== What is being asked ==
Set the records down again exactly, apart from any pictures in them.
--------------------
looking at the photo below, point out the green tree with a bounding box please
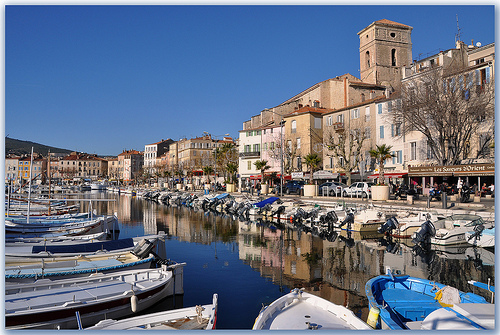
[304,153,321,185]
[254,160,271,184]
[369,144,395,185]
[226,162,238,184]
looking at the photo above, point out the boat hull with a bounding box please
[365,274,489,330]
[5,263,185,330]
[253,289,370,330]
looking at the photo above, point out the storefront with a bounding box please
[408,163,494,195]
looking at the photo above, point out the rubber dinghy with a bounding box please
[252,288,371,330]
[365,271,493,330]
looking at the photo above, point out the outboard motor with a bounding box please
[131,239,156,259]
[467,223,485,242]
[412,220,436,244]
[378,216,399,234]
[293,208,307,223]
[338,212,354,228]
[307,208,320,220]
[320,211,338,225]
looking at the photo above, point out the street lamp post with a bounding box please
[264,109,286,197]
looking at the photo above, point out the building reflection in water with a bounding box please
[80,193,494,317]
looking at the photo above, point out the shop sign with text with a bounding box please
[409,164,494,177]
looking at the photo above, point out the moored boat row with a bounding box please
[6,186,494,330]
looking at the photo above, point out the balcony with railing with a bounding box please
[239,151,261,158]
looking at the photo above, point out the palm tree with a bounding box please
[254,160,271,184]
[203,166,213,184]
[226,162,238,184]
[369,144,395,185]
[304,153,322,185]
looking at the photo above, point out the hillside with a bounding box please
[5,137,74,156]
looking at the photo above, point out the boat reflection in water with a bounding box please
[77,192,494,329]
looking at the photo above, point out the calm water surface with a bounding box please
[76,191,494,330]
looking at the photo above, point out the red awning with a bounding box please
[249,174,292,180]
[368,172,408,179]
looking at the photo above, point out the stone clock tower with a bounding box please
[358,19,413,91]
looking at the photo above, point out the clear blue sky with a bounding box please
[5,4,496,156]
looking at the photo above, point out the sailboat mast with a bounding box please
[27,147,34,223]
[48,150,51,215]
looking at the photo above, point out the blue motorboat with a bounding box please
[365,271,491,330]
[253,197,279,208]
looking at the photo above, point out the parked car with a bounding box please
[318,182,348,196]
[342,182,373,198]
[274,180,305,195]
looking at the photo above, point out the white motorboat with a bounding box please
[87,293,218,330]
[430,214,492,246]
[5,263,185,330]
[466,226,495,248]
[90,181,108,190]
[378,211,442,238]
[252,288,371,330]
[336,207,386,233]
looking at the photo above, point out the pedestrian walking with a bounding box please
[457,178,463,198]
[256,182,261,196]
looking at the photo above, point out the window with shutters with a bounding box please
[410,142,417,160]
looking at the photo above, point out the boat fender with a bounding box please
[131,292,138,312]
[366,306,380,329]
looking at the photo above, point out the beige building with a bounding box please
[59,152,108,181]
[169,134,235,186]
[5,156,20,184]
[283,106,333,173]
[118,149,143,182]
[107,157,121,181]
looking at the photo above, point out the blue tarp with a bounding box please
[253,197,279,208]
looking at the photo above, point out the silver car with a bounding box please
[342,182,373,198]
[319,182,348,196]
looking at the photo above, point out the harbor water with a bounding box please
[77,191,494,330]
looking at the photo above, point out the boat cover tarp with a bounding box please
[31,238,134,254]
[215,193,229,200]
[253,197,279,208]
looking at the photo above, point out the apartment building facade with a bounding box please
[118,149,144,181]
[144,139,174,173]
[167,134,235,186]
[283,106,332,174]
[239,127,263,185]
[18,156,47,184]
[5,156,20,184]
[59,152,108,181]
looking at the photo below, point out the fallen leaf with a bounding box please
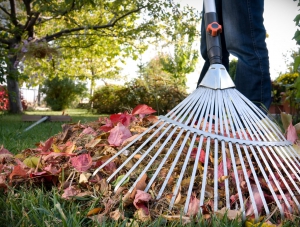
[100,118,114,132]
[61,186,81,199]
[245,185,264,216]
[295,122,300,134]
[125,219,139,227]
[287,122,298,143]
[281,112,292,132]
[133,190,152,215]
[110,112,132,127]
[87,207,103,216]
[0,146,13,162]
[9,165,28,180]
[42,137,54,152]
[112,175,130,187]
[187,194,200,216]
[108,123,132,146]
[132,104,156,115]
[215,207,242,221]
[71,154,92,172]
[80,127,97,137]
[79,172,91,184]
[109,208,124,221]
[130,174,147,199]
[23,156,40,168]
[134,208,151,222]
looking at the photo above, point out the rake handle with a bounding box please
[203,0,222,65]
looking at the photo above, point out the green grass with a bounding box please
[0,109,100,154]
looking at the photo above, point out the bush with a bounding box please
[91,81,187,114]
[90,85,124,114]
[41,76,87,111]
[0,85,28,111]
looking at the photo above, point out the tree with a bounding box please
[0,0,197,113]
[158,6,200,88]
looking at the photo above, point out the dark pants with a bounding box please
[198,0,272,110]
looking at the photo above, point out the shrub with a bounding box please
[0,85,9,111]
[90,85,124,114]
[0,85,28,111]
[41,76,87,111]
[91,81,187,114]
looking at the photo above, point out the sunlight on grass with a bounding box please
[0,109,103,154]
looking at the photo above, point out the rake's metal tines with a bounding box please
[93,86,300,220]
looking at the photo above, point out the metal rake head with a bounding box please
[93,66,300,220]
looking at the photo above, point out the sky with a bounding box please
[122,0,299,92]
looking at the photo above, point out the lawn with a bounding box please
[0,109,299,227]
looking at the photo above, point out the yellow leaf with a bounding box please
[23,156,40,168]
[52,144,61,153]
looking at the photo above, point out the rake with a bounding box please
[93,0,300,220]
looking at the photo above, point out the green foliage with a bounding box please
[91,81,187,115]
[41,77,88,111]
[275,72,299,85]
[0,0,199,113]
[229,59,238,80]
[90,85,124,114]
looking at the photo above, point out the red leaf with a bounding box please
[110,112,132,127]
[40,137,54,152]
[245,184,264,216]
[187,194,200,216]
[100,118,114,132]
[287,122,298,143]
[71,154,93,172]
[9,165,28,180]
[80,127,97,137]
[132,104,156,115]
[190,148,206,163]
[133,190,152,215]
[108,123,132,146]
[0,146,13,162]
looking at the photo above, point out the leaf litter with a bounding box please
[1,105,300,226]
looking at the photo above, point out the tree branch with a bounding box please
[9,0,19,26]
[44,7,143,42]
[0,5,11,17]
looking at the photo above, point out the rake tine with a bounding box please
[157,130,190,200]
[184,135,205,213]
[169,133,196,209]
[222,90,245,218]
[218,90,230,209]
[169,90,213,209]
[145,129,185,193]
[213,90,220,211]
[199,89,216,210]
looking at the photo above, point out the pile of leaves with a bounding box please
[1,105,300,226]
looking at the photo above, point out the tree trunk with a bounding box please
[7,55,23,114]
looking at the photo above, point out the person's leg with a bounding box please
[197,0,230,87]
[222,0,271,111]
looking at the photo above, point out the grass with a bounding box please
[0,109,100,154]
[0,109,299,226]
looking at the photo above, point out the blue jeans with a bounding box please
[198,0,272,111]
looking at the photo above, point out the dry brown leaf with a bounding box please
[79,172,91,184]
[109,208,124,221]
[215,207,242,221]
[130,174,147,199]
[134,208,151,222]
[162,215,191,225]
[295,122,300,134]
[281,112,292,132]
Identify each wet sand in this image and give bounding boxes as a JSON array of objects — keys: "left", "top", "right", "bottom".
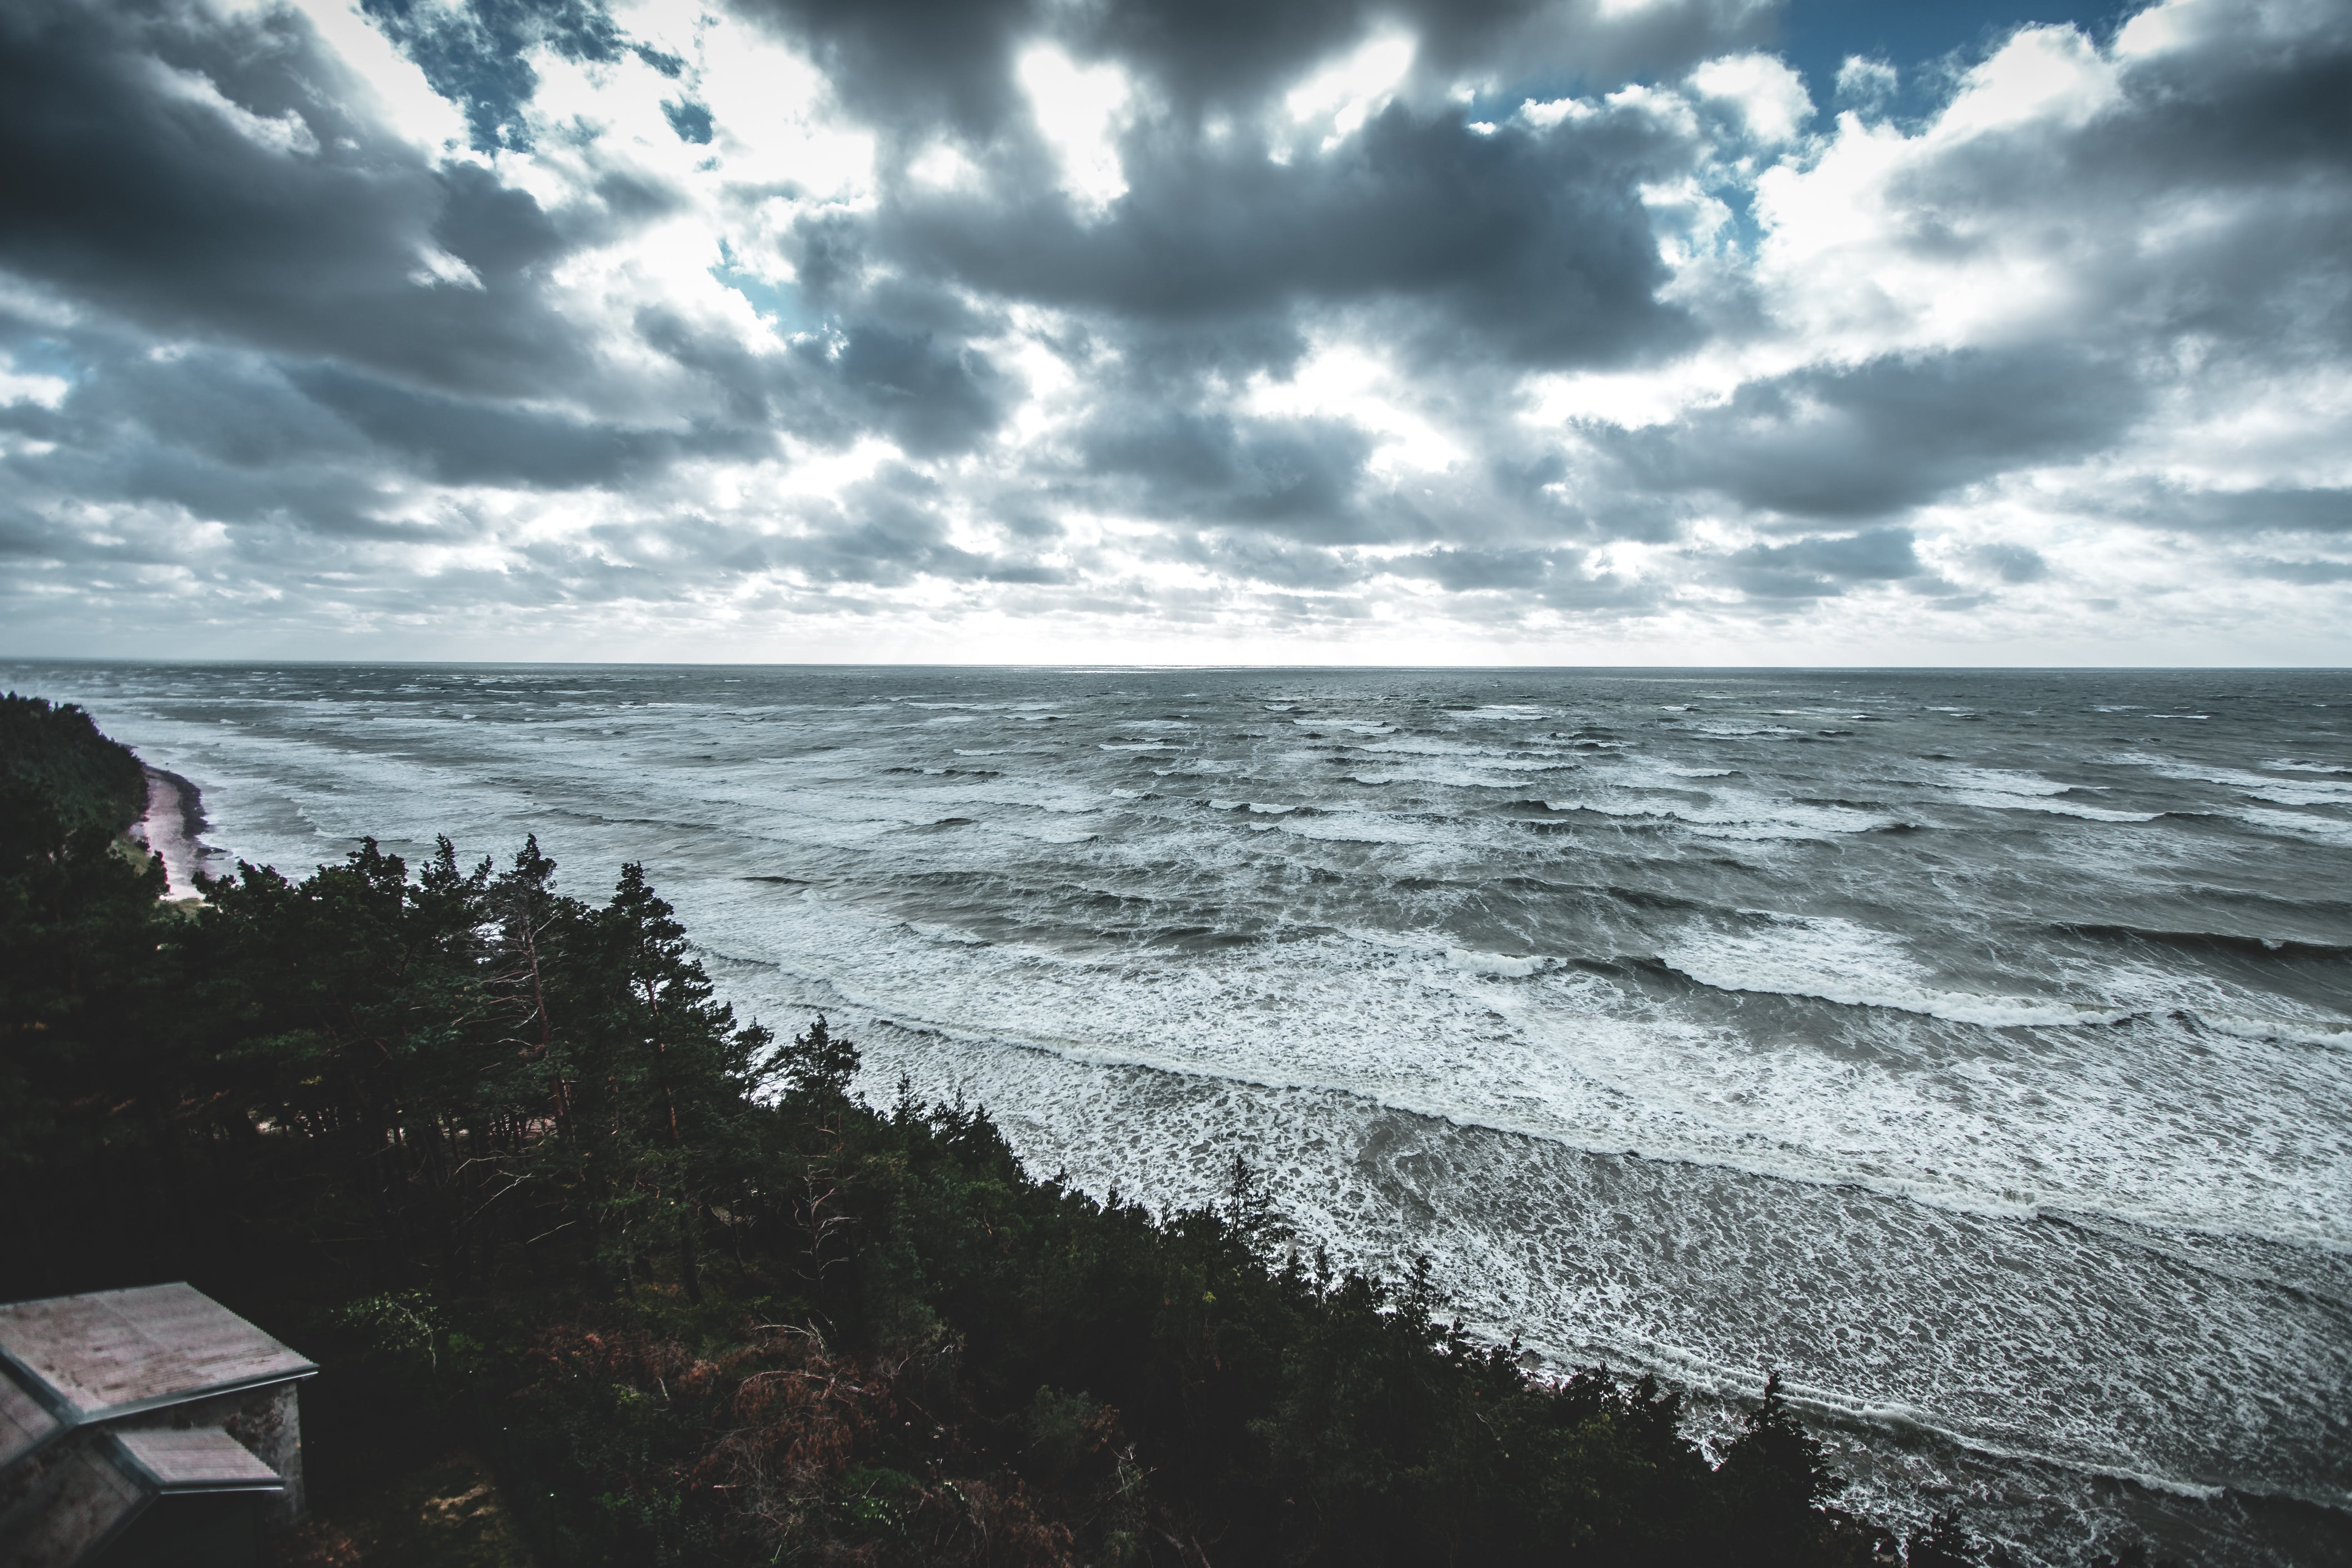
--------------------
== Written solution ==
looking at the photo below, point out the green tree with a bounding box please
[304,153,321,185]
[254,160,271,184]
[369,144,395,185]
[226,162,238,184]
looking at the photo above, point out the boat hull with a bounding box please
[365,274,489,330]
[5,263,185,330]
[253,289,370,330]
looking at the photo above, point out the storefront with a bounding box please
[408,163,494,195]
looking at the photo above, point out the rubber dinghy with a bounding box please
[252,288,371,330]
[365,271,493,330]
looking at the photo above, point out the outboard motor with a bounding box please
[131,239,156,259]
[467,223,485,242]
[412,220,436,244]
[378,216,399,234]
[293,208,307,223]
[338,212,354,228]
[307,208,320,220]
[320,211,338,225]
looking at the photo above, point out the street lamp post with a bounding box please
[264,109,286,197]
looking at the photo above, point out the building reflection in water with a bounding box please
[80,193,494,317]
looking at the photo above, point out the shop sign with text with a bounding box please
[409,164,494,177]
looking at the photo above, point out the moored boat row with a bounding box please
[6,186,494,330]
looking at the photo above, point out the balcony with railing with a bounding box please
[239,151,261,158]
looking at the photo above, point out the palm tree with a bounding box please
[254,160,271,184]
[203,166,213,184]
[226,162,238,184]
[369,144,395,185]
[304,153,322,185]
looking at the photo above, point out the hillside with a bounding box please
[5,137,74,156]
looking at the photo above, point out the boat reflection in water with a bounding box please
[77,192,494,329]
looking at the photo above, point out the calm water surface with a bounding box please
[76,191,494,330]
looking at the photo above, point out the red awning with a bounding box please
[249,174,292,180]
[368,172,408,179]
looking at the photo above, point out the stone clock tower with a bounding box please
[358,19,413,91]
looking at the photo above, point out the clear blue sky with a bounding box please
[5,4,496,156]
looking at the photo above, point out the sailboat mast with a bounding box please
[27,147,34,223]
[48,150,51,215]
looking at the photo above, point out the blue motorboat with a bounding box please
[365,271,491,330]
[253,197,279,208]
looking at the photo above, point out the parked car with a bounding box please
[318,182,348,196]
[342,182,373,198]
[274,180,305,195]
looking at the photo above, point out the white motorboat with a bounding box please
[87,293,218,330]
[430,214,492,246]
[5,263,185,330]
[466,226,495,248]
[90,181,108,190]
[378,211,442,238]
[252,288,371,330]
[336,207,386,233]
looking at the photo above, point out the pedestrian walking with a bounding box please
[457,178,463,198]
[256,182,261,196]
looking at the photo above, point out the window with shutters with a bounding box please
[410,142,417,160]
looking at the photo above, point out the boat fender with a bounding box please
[131,292,138,312]
[366,306,380,329]
looking at the photo above, point out the beige building with a bounding box please
[59,152,108,181]
[169,134,235,186]
[5,156,20,184]
[283,106,333,173]
[118,149,143,182]
[107,157,121,181]
looking at the photo above, point out the blue tarp with a bounding box please
[253,197,279,208]
looking at the photo above, point out the silver car with a bounding box please
[342,182,373,198]
[319,182,348,196]
looking at the photo above, point out the harbor water with a bounding box please
[77,191,494,330]
looking at the photo above, point out the boat cover tarp with a bounding box please
[31,238,134,254]
[215,193,229,200]
[253,197,279,208]
looking at the photo above, point out the apartment building facade with a bounding box please
[118,149,144,181]
[144,139,174,173]
[167,134,235,186]
[283,106,332,174]
[239,127,263,185]
[18,156,47,184]
[5,156,20,184]
[59,152,108,181]
looking at the photo below, point out the fallen leaf with a bounding box please
[100,118,114,132]
[61,186,81,199]
[245,185,264,216]
[295,122,300,134]
[125,219,139,227]
[287,122,298,143]
[281,112,292,132]
[133,190,152,215]
[110,112,132,127]
[87,207,103,216]
[0,146,13,162]
[9,165,28,180]
[42,137,54,152]
[112,175,130,187]
[187,194,200,216]
[108,123,132,146]
[132,104,156,115]
[215,207,242,221]
[71,154,92,172]
[80,127,97,137]
[79,172,91,184]
[109,208,124,221]
[130,174,147,199]
[23,156,40,168]
[134,208,151,222]
looking at the photo above, point out the rake handle with a bounding box please
[203,0,222,65]
looking at the photo above, point out the green grass with a bounding box please
[0,109,100,154]
looking at the photo above, point out the bush with a bounding box please
[91,81,187,114]
[90,85,124,114]
[41,76,87,111]
[0,85,28,111]
looking at the photo above, point out the tree with a bounding box please
[0,0,197,113]
[158,6,200,88]
looking at the photo above, point out the dark pants with a bounding box please
[198,0,272,110]
looking at the photo above, point out the shrub with a bounding box please
[0,85,9,111]
[90,85,124,114]
[0,85,28,111]
[41,76,87,111]
[91,81,187,114]
looking at the photo above, point out the sunlight on grass with a bounding box please
[0,109,103,154]
looking at the photo above, point out the rake's metal tines with a bounding box please
[93,86,300,220]
looking at the photo above, point out the metal rake head with a bounding box please
[93,66,300,220]
looking at the photo above, point out the sky with a bounding box please
[122,0,299,92]
looking at the photo above, point out the lawn with a bounding box please
[0,109,299,227]
looking at the photo above, point out the yellow leaf with a bounding box please
[23,156,40,168]
[52,144,61,153]
looking at the photo above, point out the rake with a bounding box please
[93,0,300,220]
looking at the photo above, point out the green foliage with a bounding box please
[91,81,187,115]
[41,77,88,111]
[275,72,299,85]
[0,0,199,113]
[229,59,238,80]
[90,85,124,114]
looking at the photo above, point out the red leaf with a bounding box please
[110,112,132,127]
[40,137,54,152]
[245,184,264,216]
[187,194,200,216]
[100,118,114,132]
[287,122,298,143]
[71,154,93,172]
[9,165,28,180]
[80,127,97,137]
[132,104,156,115]
[190,148,206,163]
[133,190,152,215]
[108,123,132,146]
[0,146,13,162]
looking at the photo above, point out the leaf litter with a bounding box please
[1,105,300,226]
looking at the photo above, point out the tree branch with a bounding box please
[9,0,19,26]
[44,7,143,42]
[0,5,11,17]
looking at the photo above, point out the rake tine with a bounding box please
[157,130,190,200]
[184,135,205,213]
[169,133,196,209]
[222,90,245,218]
[218,90,230,209]
[169,90,213,209]
[145,129,185,193]
[213,90,220,211]
[199,89,216,210]
looking at the photo above, point out the pile of leaves with a bounding box please
[1,105,300,226]
looking at the photo above, point out the tree trunk with a bounding box please
[7,55,23,114]
looking at the photo above, point out the person's leg with a bounding box please
[197,0,230,87]
[222,0,271,111]
looking at the photo above, point out the grass with a bounding box please
[0,109,100,154]
[0,109,299,226]
looking at the photo above, point out the blue jeans with a bounding box please
[198,0,272,111]
looking at the photo above, point out the dry brown leaf with a bounding box please
[79,172,91,184]
[109,208,124,221]
[215,207,242,221]
[130,174,147,199]
[134,208,151,222]
[162,215,191,225]
[295,122,300,134]
[281,112,292,132]
Identify each wet sand in this image and give bounding boxes as a JSON array of objects — keys: "left", "top", "right", "bottom".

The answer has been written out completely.